Excerpted passage:
We will also see how, after World War II right through today, the businessmen-turned-preachers used even newer technologies and global and national affairs to become the gods of their organizations.
In their roles as gods – which usurped God and Jesus Christ – we will see how their intimidation, demands, and empire-building mindsets led to idolatry among their adherents and to abuse of power, accumulation of vast wealth which they spent lavishly on themselves, and a highly-developed sense of entitlement, all of which fuel even more pervasively the religion-as-business model today.
The gathering gloom in the late 1930’s and early 1940’s was the perfect vehicle for the businessmen-turned-preachers to gain leverage and, more importantly, gain paying customers to their particular religious organizations.
With the vast majority of American households now owning the medium of the day – radio – and with the far-reaching airways coverage, especially at night, programming fell into three categories: religious, news, and entertainment.
Religious programming was considered equal to news and entertainment programming so radio businessmen-turned-preachers flooded the airways.

Objective: In the passage about businessmen-turned-preachers, what three categories did radio programming fall into?

[Collected data entries]
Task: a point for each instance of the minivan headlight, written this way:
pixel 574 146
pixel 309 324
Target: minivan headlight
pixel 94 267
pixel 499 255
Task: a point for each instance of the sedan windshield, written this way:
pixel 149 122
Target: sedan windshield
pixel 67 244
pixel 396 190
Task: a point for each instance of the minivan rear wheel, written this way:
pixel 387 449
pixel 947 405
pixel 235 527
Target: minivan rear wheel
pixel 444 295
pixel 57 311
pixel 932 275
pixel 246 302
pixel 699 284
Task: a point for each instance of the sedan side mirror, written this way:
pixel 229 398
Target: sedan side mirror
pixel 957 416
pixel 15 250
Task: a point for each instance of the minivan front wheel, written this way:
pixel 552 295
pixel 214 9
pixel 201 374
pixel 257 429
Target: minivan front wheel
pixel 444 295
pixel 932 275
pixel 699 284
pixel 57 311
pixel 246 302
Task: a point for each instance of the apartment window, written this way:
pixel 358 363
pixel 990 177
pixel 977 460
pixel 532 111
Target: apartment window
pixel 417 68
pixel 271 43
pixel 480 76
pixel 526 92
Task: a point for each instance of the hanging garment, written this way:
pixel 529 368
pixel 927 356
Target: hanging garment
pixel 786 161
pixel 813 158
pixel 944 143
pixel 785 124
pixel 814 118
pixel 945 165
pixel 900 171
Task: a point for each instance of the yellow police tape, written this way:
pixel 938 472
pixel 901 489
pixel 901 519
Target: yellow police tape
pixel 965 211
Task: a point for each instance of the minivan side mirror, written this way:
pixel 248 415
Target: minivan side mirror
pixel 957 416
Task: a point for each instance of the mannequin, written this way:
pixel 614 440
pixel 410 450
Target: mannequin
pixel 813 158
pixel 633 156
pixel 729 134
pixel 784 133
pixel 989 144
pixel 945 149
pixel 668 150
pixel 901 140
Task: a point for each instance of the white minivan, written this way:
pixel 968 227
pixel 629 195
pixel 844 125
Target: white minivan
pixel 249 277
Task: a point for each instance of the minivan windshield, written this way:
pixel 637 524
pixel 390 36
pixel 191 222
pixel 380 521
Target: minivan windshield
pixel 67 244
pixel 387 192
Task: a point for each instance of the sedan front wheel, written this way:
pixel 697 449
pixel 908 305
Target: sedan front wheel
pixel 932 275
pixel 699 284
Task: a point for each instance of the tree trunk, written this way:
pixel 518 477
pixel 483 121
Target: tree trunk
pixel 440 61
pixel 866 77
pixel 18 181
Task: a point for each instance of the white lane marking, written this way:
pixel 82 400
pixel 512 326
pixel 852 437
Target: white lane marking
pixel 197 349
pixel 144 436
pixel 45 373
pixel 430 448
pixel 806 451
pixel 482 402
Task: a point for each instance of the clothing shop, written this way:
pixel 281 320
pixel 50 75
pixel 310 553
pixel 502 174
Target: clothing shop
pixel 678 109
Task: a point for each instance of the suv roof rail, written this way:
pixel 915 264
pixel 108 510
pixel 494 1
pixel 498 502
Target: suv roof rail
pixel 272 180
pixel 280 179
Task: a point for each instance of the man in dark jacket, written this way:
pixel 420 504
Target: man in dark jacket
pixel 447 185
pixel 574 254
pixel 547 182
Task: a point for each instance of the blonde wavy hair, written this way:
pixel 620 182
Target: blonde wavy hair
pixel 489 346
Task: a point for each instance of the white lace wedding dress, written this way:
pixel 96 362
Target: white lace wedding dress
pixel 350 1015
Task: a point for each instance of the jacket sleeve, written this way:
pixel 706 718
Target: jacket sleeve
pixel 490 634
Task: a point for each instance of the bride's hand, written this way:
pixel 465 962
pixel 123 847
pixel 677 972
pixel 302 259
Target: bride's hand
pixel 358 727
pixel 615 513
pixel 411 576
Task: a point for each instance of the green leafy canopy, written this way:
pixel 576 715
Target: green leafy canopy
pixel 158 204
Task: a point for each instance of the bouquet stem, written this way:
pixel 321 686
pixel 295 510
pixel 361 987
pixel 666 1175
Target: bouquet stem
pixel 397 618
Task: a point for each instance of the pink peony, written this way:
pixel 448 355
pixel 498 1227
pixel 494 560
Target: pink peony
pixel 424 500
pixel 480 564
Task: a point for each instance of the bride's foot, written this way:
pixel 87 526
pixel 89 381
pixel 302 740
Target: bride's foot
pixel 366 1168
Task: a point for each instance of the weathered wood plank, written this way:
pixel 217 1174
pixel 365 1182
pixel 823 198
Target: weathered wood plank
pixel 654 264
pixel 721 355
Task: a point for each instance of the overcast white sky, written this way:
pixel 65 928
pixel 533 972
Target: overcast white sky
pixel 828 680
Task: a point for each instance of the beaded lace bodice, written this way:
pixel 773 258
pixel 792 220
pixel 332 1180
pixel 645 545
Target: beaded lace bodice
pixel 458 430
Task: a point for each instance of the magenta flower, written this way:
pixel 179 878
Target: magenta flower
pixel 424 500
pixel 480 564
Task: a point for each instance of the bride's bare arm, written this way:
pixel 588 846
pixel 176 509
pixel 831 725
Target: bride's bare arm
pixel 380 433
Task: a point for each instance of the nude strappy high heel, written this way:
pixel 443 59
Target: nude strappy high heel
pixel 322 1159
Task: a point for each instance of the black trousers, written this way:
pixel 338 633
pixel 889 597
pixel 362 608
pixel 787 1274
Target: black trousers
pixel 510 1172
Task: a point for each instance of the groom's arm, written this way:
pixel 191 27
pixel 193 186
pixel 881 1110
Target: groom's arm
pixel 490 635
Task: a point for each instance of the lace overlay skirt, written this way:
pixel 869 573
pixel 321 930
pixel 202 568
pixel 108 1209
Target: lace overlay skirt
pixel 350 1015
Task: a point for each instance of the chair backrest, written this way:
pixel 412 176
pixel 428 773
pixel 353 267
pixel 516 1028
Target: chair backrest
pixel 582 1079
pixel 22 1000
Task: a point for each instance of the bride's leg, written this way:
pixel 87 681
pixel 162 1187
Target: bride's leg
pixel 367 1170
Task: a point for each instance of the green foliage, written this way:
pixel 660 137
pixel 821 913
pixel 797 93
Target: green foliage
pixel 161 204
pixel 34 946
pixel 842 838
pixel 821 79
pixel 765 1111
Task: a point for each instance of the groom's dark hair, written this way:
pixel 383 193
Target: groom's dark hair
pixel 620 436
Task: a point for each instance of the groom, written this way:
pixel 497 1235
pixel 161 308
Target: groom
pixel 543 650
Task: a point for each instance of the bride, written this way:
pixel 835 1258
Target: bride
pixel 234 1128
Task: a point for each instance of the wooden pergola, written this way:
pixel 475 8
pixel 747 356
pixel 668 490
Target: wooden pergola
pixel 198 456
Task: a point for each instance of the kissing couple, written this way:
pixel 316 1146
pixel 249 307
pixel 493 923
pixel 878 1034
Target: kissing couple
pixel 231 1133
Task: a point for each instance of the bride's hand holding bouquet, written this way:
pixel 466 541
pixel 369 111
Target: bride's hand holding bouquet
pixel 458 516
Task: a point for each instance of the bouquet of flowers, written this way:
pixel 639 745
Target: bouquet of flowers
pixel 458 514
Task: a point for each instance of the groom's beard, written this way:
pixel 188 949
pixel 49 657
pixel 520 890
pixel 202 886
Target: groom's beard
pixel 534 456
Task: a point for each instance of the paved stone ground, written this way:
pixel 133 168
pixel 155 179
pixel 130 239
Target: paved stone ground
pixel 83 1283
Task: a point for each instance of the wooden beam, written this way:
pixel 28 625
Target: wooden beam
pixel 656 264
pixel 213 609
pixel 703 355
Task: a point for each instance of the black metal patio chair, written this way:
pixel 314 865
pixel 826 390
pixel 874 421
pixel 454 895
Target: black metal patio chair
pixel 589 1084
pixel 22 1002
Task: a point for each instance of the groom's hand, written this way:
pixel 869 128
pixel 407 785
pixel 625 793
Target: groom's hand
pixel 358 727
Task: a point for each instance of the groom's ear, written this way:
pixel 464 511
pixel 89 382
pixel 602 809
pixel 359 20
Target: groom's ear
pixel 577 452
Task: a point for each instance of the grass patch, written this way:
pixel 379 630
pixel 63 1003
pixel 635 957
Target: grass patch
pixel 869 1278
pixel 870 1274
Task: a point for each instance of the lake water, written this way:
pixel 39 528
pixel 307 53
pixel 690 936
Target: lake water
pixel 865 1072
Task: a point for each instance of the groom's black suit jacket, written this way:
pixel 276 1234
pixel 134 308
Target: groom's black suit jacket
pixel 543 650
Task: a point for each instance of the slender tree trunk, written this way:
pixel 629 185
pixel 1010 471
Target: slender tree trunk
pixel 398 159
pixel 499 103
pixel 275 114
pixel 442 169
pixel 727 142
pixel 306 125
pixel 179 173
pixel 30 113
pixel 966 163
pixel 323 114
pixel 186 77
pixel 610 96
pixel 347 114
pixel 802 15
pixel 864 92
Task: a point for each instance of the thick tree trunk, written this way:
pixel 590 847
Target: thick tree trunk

Task response: Religious, news, and entertainment.